◆ Data for the task
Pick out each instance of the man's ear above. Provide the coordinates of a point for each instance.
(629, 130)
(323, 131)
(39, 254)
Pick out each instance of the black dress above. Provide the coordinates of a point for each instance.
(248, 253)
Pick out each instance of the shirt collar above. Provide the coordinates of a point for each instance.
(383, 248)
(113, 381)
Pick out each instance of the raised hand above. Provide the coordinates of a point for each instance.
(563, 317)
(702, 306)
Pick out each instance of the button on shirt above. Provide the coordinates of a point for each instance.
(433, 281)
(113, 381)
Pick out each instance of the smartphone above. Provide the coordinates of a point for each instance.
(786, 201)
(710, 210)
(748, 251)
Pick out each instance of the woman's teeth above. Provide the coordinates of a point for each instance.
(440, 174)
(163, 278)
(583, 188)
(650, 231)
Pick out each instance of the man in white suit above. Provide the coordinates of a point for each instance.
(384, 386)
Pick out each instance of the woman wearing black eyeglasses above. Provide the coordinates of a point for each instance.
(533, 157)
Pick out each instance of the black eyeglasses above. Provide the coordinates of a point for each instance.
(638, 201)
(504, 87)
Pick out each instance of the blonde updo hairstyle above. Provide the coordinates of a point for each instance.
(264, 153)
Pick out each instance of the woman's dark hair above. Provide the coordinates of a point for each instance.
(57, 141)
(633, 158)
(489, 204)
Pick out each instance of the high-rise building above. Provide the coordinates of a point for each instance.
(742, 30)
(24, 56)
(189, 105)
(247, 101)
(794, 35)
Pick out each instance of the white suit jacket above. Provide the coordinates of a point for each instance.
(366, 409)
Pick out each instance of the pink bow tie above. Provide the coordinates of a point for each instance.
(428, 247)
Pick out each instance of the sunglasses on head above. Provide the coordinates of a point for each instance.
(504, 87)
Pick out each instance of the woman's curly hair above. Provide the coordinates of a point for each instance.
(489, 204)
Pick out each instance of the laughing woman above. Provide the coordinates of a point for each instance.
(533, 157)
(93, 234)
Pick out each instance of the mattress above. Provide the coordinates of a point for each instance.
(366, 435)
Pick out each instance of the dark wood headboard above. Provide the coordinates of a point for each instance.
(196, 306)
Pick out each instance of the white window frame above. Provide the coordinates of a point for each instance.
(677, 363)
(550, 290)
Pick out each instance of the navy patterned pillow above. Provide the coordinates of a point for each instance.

◆ Task prompt
Return each line above exactly.

◆ Task solution
Pick out each instance of the man's ear above. Provide the coordinates of a point for each instance.
(629, 130)
(323, 131)
(39, 254)
Pick out each instance of the black dress above. Provide the coordinates of a point for each instance.
(248, 253)
Pick out each instance of the shirt collar above. Provide the coordinates of a point for each instance.
(383, 248)
(113, 381)
Pick out each instance of the raised hand above. Provide the coordinates of a point for each instance.
(563, 317)
(702, 306)
Pick out each instance of the button on shirt above. Provide the coordinates of a point for each instance.
(433, 281)
(113, 381)
Pick out each instance of the smartphone above. Provide the coordinates of a point for each instance.
(786, 201)
(710, 210)
(748, 251)
Pick out each instance of the woman's teeth above. Provide the coordinates of a point for each instance.
(440, 174)
(163, 278)
(583, 188)
(650, 231)
Pick out each instance of the man in white suit above. Provide the coordinates of a point for each instance.
(384, 386)
Pick out each instance of the woman wearing black eyeglasses above. Provide the coordinates of a point for each instance.
(533, 157)
Pick out each instance of the black eyeglasses above. Provide the coordinates of a point for each instance.
(638, 201)
(504, 87)
Pick out each instance of the blonde updo hairstyle above. Provide the coordinates of a point for each instance.
(264, 153)
Pick out each instance of the woman's dark hair above. Provide the coordinates of a point for each instance.
(57, 141)
(633, 158)
(489, 204)
Pick out each instance of the high-rise building above. Provide the coordinates of a point for each instance.
(742, 30)
(24, 56)
(189, 105)
(247, 101)
(794, 35)
Pick out each instance of the white suit jacket above. Provide the coordinates of a point for each instance.
(366, 409)
Pick out each instance of the pink bow tie above. Provide the coordinates of a point for each instance.
(428, 247)
Pick out each instance of the sunglasses on head above. Provide the coordinates of a point for each instance.
(504, 87)
Pick out each instance of the woman's curly hair above. Provide the coordinates of a point for each instance.
(489, 204)
Pick out each instance of the laughing woman above. Provide the coordinates of a point for each instance.
(533, 157)
(93, 234)
Pick out each instance of the mattress above. Provide the coordinates of a point for each instance.
(366, 435)
Pick out each instance of the dark wood headboard above. Provide the coordinates of a point for each instance.
(196, 306)
Pick out each instance of the white window frame above. Provide the coordinates of a point for each instance.
(677, 363)
(550, 290)
Pick out each instance of the navy patterned pillow above. Provide the coordinates of a point for each instance.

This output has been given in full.